* ACTION ITEM *
List the lines of this listing that hold the word "coordinates".

* ENTRIES SHOWN *

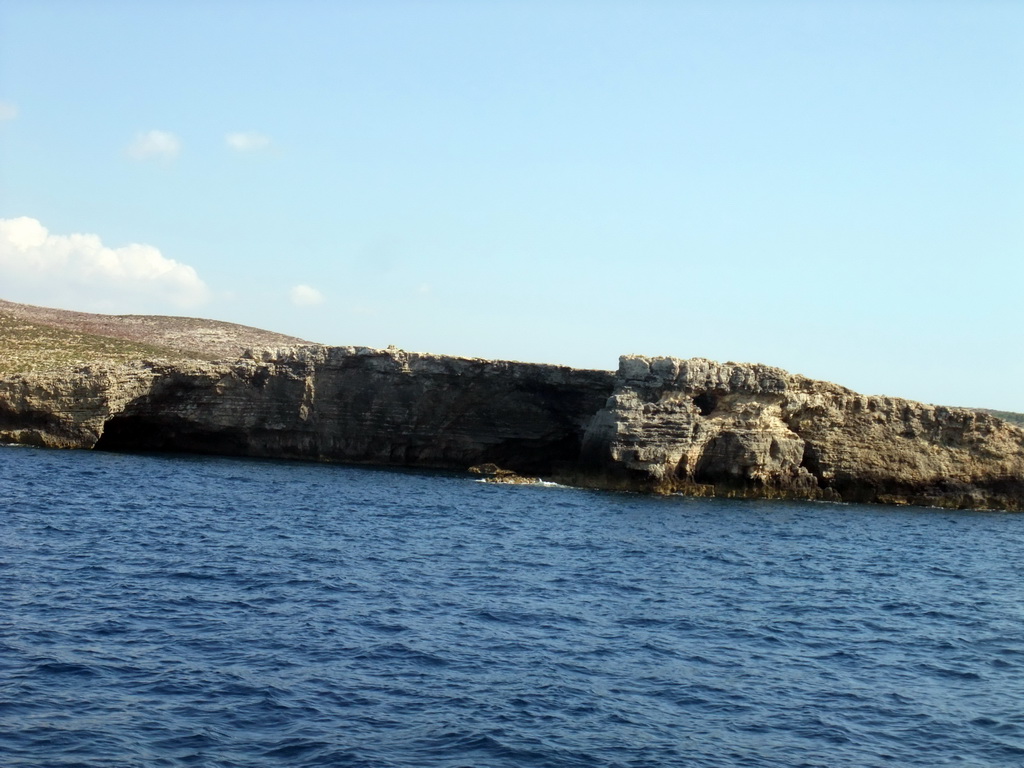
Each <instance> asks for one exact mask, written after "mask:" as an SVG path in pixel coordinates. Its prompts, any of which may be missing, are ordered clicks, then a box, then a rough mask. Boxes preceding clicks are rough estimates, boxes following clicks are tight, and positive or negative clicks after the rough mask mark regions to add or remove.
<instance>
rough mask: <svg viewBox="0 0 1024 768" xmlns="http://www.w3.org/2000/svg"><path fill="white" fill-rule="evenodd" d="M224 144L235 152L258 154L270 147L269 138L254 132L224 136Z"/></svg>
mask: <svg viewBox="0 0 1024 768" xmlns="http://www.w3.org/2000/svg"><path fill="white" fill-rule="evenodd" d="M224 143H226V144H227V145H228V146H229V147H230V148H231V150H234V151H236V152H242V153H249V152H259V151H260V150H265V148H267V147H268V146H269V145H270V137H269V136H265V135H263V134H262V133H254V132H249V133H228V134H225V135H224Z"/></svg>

...

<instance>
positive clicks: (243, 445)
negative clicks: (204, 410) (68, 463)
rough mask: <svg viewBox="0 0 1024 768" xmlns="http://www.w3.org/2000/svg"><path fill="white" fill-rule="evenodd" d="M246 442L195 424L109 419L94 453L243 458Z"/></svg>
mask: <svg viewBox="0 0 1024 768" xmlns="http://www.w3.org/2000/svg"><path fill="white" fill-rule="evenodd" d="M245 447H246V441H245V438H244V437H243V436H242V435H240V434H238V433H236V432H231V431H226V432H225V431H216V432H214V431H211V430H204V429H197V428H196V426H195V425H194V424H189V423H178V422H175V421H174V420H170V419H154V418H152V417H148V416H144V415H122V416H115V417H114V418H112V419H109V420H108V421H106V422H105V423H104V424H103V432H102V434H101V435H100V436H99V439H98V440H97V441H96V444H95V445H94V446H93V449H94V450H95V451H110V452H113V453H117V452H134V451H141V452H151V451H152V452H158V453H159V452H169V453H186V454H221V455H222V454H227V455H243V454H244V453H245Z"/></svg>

* * *

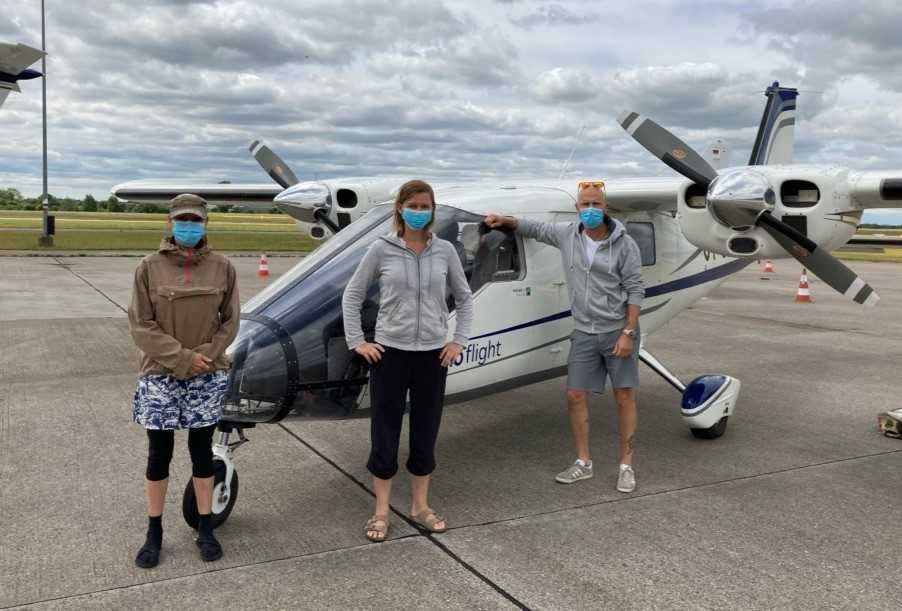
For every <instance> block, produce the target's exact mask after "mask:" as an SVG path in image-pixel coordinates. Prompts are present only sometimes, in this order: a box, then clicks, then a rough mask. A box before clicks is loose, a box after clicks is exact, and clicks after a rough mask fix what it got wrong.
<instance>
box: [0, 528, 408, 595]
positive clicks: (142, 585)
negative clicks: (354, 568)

* RESULT FOR THIS TASK *
Each <instance> asks for one exact mask, written after "mask:" as an SVG path in pixel coordinates. Its prompts, any of which may be missing, are ordered clicks, then a box, then a rough mask. Boxes preceding clicks are rough estimates, boxes following clicks are tight, and positive or negative clicks after the rough mask mark regions to add or remove.
For every <instance> block, produce the target's exact mask after "mask:" as an SVG path in image-pixel coordinates. Prompts are present only sometimes, in this order: a box, then clicks, then a rough mask. A box before clicks is loose, a box after clicks is exact, and clicks after a rough mask fix what it got wrong.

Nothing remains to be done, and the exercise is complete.